PASSAGE PROVIDED:
══════════

JPMorgan grabs retailer's loan portfolio.

JPMorgan's (JPM) going shopping again.

Amid pressure from activist investor William Ackman and rising loan defaults, Target (TGT) agreed to sell JP Morgan 47% of its credit card business for $3.6 billion. The Wall Street Journal reports the sale fetched nearly twice the expected price, providing the retailer some much needed capital to open new stores, repay debt and buy back shares.

The division has been a source of angst for management since last September. Ackman and other shareholders pushed for a spin-off of the unit, but no buyers emerged. In March, despite worsening economic conditions, the company saw outstanding credit card loans jump even as defaults inched higher. This trend is particularly troublesome, especially as most financial institutions scale back lending operations. Higher balances and higher losses signal more trouble ahead.

The purchase is not JPMorgan's first foray into the private-labeled credit card business; it already owns portfolios backed by loans issued by Kohl's Corp (KSS) and Circuit City (CC). The bank hopes to cross-sell new customers with other banking products.

══════════

STORED ROWS:
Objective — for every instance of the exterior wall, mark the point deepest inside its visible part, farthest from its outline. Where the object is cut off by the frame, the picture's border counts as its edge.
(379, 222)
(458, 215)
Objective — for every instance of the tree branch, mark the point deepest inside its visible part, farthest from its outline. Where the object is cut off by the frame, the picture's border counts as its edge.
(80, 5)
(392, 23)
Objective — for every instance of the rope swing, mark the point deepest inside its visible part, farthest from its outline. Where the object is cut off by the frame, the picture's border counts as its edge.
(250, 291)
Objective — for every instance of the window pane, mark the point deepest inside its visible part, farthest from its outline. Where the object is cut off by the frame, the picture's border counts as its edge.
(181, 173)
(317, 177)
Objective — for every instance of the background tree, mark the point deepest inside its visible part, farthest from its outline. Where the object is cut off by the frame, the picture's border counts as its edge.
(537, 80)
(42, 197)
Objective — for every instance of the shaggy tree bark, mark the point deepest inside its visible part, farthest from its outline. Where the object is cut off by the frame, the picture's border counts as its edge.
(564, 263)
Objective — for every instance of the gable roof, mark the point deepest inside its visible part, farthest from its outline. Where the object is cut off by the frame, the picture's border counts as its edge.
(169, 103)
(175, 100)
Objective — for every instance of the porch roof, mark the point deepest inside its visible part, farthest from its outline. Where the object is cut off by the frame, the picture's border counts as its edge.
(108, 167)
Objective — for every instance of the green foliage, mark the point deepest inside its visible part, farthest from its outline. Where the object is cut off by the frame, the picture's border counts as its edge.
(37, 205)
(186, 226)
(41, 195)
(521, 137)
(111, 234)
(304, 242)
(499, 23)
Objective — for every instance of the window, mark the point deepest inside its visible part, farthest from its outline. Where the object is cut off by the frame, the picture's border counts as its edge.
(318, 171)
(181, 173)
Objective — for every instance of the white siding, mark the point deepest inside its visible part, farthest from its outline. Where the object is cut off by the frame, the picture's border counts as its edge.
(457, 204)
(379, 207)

══════════

PROMPT A: Decide whether each statement agrees with the article on JPMorgan's deal with Target. Answer yes or no and quote the words that settle it: (i) Target sold JPMorgan its entire credit card business. (ii) The sale brought in nearly twice the price that had been expected. (iii) JPMorgan already owns a portfolio backed by loans issued by Kohl's Corp.
PROMPT B: Echo the article on JPMorgan's deal with Target word for word, everything from "JPMorgan grabs retailer's" down to "more trouble ahead.".
PROMPT C: Carry on the article on JPMorgan's deal with Target from the point where it stops.

EXERCISE RESPONSE A:
(i) No: "agreed to sell JP Morgan 47% of its credit card business for $3.6 billion"
(ii) Yes: "the sale fetched nearly twice the expected price"
(iii) Yes: "it already owns portfolios backed by loans issued by Kohl's Corp (KSS) and Circuit City (CC)"

EXERCISE RESPONSE B:
JPMorgan grabs retailer's loan portfolio.

JPMorgan's (JPM) going shopping again.

Amid pressure from activist investor William Ackman and rising loan defaults, Target (TGT) agreed to sell JP Morgan 47% of its credit card business for $3.6 billion. The Wall Street Journal reports the sale fetched nearly twice the expected price, providing the retailer some much needed capital to open new stores, repay debt and buy back shares.

The division has been a source of angst for management since last September. Ackman and other shareholders pushed for a spin-off of the unit, but no buyers emerged. In March, despite worsening economic conditions, the company saw outstanding credit card loans jump even as defaults inched higher. This trend is particularly troublesome, especially as most financial institutions scale back lending operations. Higher balances and higher losses signal more trouble ahead.

EXERCISE RESPONSE C:
Target has followed these and other retailers in jettisoning its credit card business, once a reliable source of profits. During good economic times, consumer loan portfolios are relatively easy to manage. However, as credit conditions deteriorate, losses continue to mount. Higher delinquencies wipe out profits and erode balance sheets. Loan loss reserves tie up precious hoards of cash.

The consumer is increasingly being forced to choose which debt payments to make and which to let slip. The phenomenon of borrowers walking away from mortgages is proof of how significant these decisions are becoming for certain Americans.

The credit bubble produced a buffer zone, a false sense of security facilitating lifestyles that outpaced means. Now, as access to home equity lines, credit cards and all types of debt dries up, previously comfortable consumers are being forced to cut back. The fortunate can simply rein in expenditures, but those who got too far forward on their skis face a steeper slope ahead.